Work request 1 — Check each statement below against the transcript on team meetings. For each of (a), (b) and (c), answer yes or no and quote the words from the transcript that decide it. (a) The business owner should review the numbers at least monthly. (b) The morning team check-in is the meeting being discussed. (c) The firm has a tax team, an accounting team and an operations team.
Work request 2 — Copy word for word everything in the transcript from "So yeah, I think" down to "to move forward.".

Extracted text —
****************************************
We have this global pandemic that hits, dental offices are shut down across the globe for a good chunk of March. We would say, "Well, we didn't hit our quarterly goal for Q1 of 2020. Here are the reasons, it's because we were shut down for eight weeks." It was because we did emergency only, and all of a sudden we're able to kind of add some color around what's going on. One of the things that I've noticed is that the first quarter of 2021 has been really, really good for a lot of the practices that we help. Okay, well, what's going on there? Let's add some color to all of those different pieces. So I'd say at a minimum, you need to communicate that stuff quarterly. You, as the business owner, need to be looking at it at least monthly. And then if you've got folks that you can communicate on your team that can help you reach your goals, as frequently as you can looking at those, if that's even weekly or if that's monthly, but I would say at a minimum, you definitely want to look at it monthly. And you need to communicate with your team at least quarterly. At a bare minimum, I'd say twice a year.

Jonathan:

Yeah. And for our firm what we've done, we have that quarterly meeting. It's not only talking to the employee about the team's goals, it's also talking about the impact of that person on those goals, right? So it's also about accountability at that point. So how big is your capacity? How efficient are you being in getting these things done? How many clients have we had issues with that are underneath your care? For a dental practice, it could be like what you said, it could be, hey, our cancellation rates are still going up. Why are they canceling? Or whatever we implemented last quarter that we talked about in our last quarterly call or last quarterly discussion, apparently that change hasn't helped. It's actually hurt. And let's think about why that is, and think about something we can do to be able to make it work better going forward.

Jonathan:

And I know if you're a dentist listening to this, you probably have a team check-in. A lot of practices have a team check in every morning before the day gets going. I think that's fantastic to have that so you can be ready for the day. Systems are ready, hygiene's ready, office is ready, things like that. That's not the meeting we're talking about. We're talking about one-on-one, you're talking to that employee about where you're wanting that employee to progress to as a person, as a member of your team, as a member of the business and how they're accomplishing those goals and things like that.

Jonathan:

So yeah, I think that's a really logical way to do it. And the way that we did it was, we also did a weekly talk with the leaders and we said, "Hey, we're going to start at a weekly." And we have a tax team and we have an accounting team and we have an operations team. And we said, "Hey, everybody's going to do it weekly in the beginning." And if we find that, I think we started with, say it was going to be a 45 minute call every time, we said, "If we get in there and we've realized we don't need to be on a call for 45 minutes then we can change that to once every other week or we can change it to a 20 minute call." It's easy to decrease it once you start, but you've got to start and you've got to do it in order to be able to move forward.

Jonathan:

And another good tip I'm going to talk to you about, in terms of the finding the time to do these types of things, the best way to find time to do these types of things is to put it on your calendar and stick to it. I mean, that's it. I mean, I know it's hard to say, well, I didn't want to stay that extra 30 minutes that day, or I didn't want to take a 30 minute lunch or I didn't want to have to take a 15 minute lunch when I usually take a 30 minute one, or I didn't want to have to pay for the meal for the office, but I did, or for this person... That can be done. You can do those types of things. You can be creative with your time. If you search for the time, you will find it.
****************************************
Record excerpts —
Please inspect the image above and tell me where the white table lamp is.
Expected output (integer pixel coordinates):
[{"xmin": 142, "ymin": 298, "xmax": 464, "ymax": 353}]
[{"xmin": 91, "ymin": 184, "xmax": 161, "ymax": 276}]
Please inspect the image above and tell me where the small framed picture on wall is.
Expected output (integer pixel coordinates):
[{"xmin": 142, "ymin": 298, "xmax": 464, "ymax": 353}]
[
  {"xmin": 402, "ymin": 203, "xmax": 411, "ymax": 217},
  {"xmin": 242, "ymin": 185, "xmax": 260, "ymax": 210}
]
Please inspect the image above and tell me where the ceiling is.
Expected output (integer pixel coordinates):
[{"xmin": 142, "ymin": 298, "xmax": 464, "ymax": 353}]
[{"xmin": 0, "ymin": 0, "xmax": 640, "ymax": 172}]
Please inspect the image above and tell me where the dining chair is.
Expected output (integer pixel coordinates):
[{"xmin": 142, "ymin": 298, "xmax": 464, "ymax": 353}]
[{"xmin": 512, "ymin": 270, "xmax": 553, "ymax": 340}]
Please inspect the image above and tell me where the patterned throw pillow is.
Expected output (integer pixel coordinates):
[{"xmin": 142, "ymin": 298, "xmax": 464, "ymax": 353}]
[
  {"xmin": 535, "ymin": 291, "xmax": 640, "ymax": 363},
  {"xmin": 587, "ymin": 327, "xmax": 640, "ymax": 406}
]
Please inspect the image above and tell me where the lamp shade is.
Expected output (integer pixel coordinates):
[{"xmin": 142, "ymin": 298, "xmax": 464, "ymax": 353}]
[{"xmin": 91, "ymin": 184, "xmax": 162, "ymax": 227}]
****************************************
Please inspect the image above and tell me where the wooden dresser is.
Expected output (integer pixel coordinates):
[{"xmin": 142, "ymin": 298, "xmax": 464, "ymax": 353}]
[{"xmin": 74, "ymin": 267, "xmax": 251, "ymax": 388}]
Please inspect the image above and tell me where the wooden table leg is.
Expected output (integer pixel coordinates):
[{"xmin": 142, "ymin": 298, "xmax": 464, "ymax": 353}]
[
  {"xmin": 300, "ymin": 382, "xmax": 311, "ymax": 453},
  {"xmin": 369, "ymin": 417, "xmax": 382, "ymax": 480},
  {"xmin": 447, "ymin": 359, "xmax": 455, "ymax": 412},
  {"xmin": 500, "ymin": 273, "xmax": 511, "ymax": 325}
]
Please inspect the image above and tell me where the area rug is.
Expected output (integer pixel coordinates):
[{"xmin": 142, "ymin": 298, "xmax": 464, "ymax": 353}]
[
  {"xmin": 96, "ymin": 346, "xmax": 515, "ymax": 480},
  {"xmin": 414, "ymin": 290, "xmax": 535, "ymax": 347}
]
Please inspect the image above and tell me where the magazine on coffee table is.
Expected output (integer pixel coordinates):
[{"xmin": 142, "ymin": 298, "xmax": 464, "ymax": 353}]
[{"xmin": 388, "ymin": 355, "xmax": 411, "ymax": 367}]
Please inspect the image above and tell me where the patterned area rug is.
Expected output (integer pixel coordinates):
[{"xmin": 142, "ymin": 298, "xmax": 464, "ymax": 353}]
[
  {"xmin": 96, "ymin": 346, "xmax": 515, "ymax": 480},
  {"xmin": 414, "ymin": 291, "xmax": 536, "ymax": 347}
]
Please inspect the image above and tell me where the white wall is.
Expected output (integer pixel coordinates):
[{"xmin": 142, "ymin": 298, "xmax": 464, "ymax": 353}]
****************************************
Response 1 —
(a) Yes: "You, as the business owner, need to be looking at it at least monthly."
(b) No: "That's not the meeting we're talking about."
(c) Yes: "we have a tax team and we have an accounting team and we have an operations team."

Response 2 —
So yeah, I think that's a really logical way to do it. And the way that we did it was, we also did a weekly talk with the leaders and we said, "Hey, we're going to start at a weekly." And we have a tax team and we have an accounting team and we have an operations team. And we said, "Hey, everybody's going to do it weekly in the beginning." And if we find that, I think we started with, say it was going to be a 45 minute call every time, we said, "If we get in there and we've realized we don't need to be on a call for 45 minutes then we can change that to once every other week or we can change it to a 20 minute call." It's easy to decrease it once you start, but you've got to start and you've got to do it in order to be able to move forward.